[WHAT THE TASK ASKS] In this exercise, reproduce all the entries that follow exactly.

---- PROVIDED DATA

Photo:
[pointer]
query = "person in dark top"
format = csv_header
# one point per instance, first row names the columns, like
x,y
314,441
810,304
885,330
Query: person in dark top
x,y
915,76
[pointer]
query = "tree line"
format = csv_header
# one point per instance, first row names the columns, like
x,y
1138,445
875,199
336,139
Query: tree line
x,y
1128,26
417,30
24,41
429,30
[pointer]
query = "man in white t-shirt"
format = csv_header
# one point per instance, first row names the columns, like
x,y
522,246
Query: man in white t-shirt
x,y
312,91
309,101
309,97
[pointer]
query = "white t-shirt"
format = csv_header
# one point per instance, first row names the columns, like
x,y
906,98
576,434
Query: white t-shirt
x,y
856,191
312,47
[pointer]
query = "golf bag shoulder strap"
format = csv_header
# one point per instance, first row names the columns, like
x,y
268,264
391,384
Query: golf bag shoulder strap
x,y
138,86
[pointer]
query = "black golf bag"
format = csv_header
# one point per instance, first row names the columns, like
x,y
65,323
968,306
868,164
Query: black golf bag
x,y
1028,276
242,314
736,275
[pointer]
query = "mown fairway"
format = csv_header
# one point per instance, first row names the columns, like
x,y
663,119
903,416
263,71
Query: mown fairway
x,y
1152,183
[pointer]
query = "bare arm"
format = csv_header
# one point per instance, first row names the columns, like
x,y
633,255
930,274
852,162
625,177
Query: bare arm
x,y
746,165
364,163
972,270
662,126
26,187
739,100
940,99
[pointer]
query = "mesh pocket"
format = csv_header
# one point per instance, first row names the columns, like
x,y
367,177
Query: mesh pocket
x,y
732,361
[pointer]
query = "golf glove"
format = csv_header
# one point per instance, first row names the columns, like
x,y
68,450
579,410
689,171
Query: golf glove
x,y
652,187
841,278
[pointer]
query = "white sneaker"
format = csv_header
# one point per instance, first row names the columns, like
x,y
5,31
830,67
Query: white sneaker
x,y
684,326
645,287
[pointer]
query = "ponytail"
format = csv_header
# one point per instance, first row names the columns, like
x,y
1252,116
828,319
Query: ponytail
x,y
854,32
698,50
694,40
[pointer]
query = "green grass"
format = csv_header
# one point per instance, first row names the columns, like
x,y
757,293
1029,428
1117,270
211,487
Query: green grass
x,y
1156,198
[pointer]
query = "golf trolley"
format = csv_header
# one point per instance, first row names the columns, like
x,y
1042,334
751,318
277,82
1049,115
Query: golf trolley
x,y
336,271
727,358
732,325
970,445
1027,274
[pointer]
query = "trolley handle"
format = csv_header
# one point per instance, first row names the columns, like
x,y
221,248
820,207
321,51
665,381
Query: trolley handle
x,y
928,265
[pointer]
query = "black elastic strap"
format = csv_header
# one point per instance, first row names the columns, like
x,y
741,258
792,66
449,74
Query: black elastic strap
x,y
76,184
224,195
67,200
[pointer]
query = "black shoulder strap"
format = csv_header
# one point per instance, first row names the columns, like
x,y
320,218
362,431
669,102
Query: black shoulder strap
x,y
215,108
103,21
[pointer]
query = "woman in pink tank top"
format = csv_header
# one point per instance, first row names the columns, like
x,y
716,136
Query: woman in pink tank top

--------

[WORKED ANSWER]
Photo:
[pointer]
query = "person in dark top"
format = csv_header
# one point per instance, first row names the columns, like
x,y
314,441
810,304
885,330
Query: person in dark top
x,y
915,76
[pointer]
query = "tree line"
format = csv_header
# one point per instance, first row names the columns, like
x,y
1138,445
875,199
336,139
Query: tree line
x,y
1128,26
417,30
24,41
429,30
[pointer]
query = "man in white t-shirt"
format = csv_header
# one point per instance, first row names the columns, like
x,y
522,246
Query: man in white t-shirt
x,y
312,91
309,101
309,97
[pointer]
query = "white t-shirt"
format = csv_header
# one point per instance, first row names the columns, like
x,y
906,98
576,434
Query: white t-shirt
x,y
856,191
312,47
[pointer]
query = "golf bag shoulder strap"
format = csv_header
# one point per instance, first row names the columns, like
x,y
268,264
391,384
Query: golf bag shoulder strap
x,y
138,86
[pointer]
query = "black golf bag"
format = csv_header
# one point per instance, first row names the columns, like
x,y
65,323
968,306
868,164
Query: black golf bag
x,y
1028,276
242,314
736,275
[pointer]
query = "mown fairway"
format = csv_header
# one point per instance, first row names the columns, like
x,y
663,119
903,416
263,71
Query: mown fairway
x,y
1152,183
[pointer]
query = "bare arm"
format = csv_header
# one point per instance, first row names the columns, like
x,y
633,255
930,274
852,162
625,177
Query: bare arm
x,y
746,165
364,163
972,270
662,126
26,187
739,100
940,99
[pointer]
query = "mesh pocket"
format = csv_header
# one point per instance, first row names the columns, like
x,y
367,177
Query: mesh pocket
x,y
732,361
[pointer]
query = "golf glove"
format = csv_header
# one point per instance, first row names the columns, like
x,y
68,450
579,410
689,171
Query: golf glove
x,y
652,187
841,278
[pointer]
query = "white sneaker"
format = csv_header
# one point per instance, first row names the columns, like
x,y
5,31
830,67
Query: white sneaker
x,y
684,326
645,287
[pointer]
query = "ponytail"
format = csv_header
# one point per instance, first row names the columns, like
x,y
1252,116
828,319
Query: ponytail
x,y
854,32
698,50
694,40
[pointer]
query = "green grass"
format = csv_header
# one point per instance, first row names the columns, like
x,y
757,293
1029,428
1117,270
211,487
Query: green grass
x,y
1156,198
[pointer]
query = "golf trolley"
format = csv_header
# one point per instance, first row names the columns, like
x,y
1042,334
751,318
277,82
1049,115
Query: golf trolley
x,y
336,271
727,358
732,325
970,445
1027,274
[pointer]
query = "trolley handle"
format = csv_header
# one point per instance, first row names the columns, like
x,y
221,248
820,207
321,51
665,381
Query: trolley handle
x,y
928,265
[pointer]
query = "black elastic strap"
format = csv_header
# one point per instance, first row names the columns, like
x,y
741,258
792,66
449,74
Query: black elastic strap
x,y
76,184
224,195
67,200
[pointer]
query = "black shoulder strap"
format = csv_header
# one point per instance, first row names the columns, like
x,y
320,218
362,431
669,102
Query: black shoulder strap
x,y
215,108
103,21
[pointer]
query = "woman in pink tank top"
format = csv_header
# one point per instance, first row names the columns, like
x,y
716,136
Query: woman in pink tank top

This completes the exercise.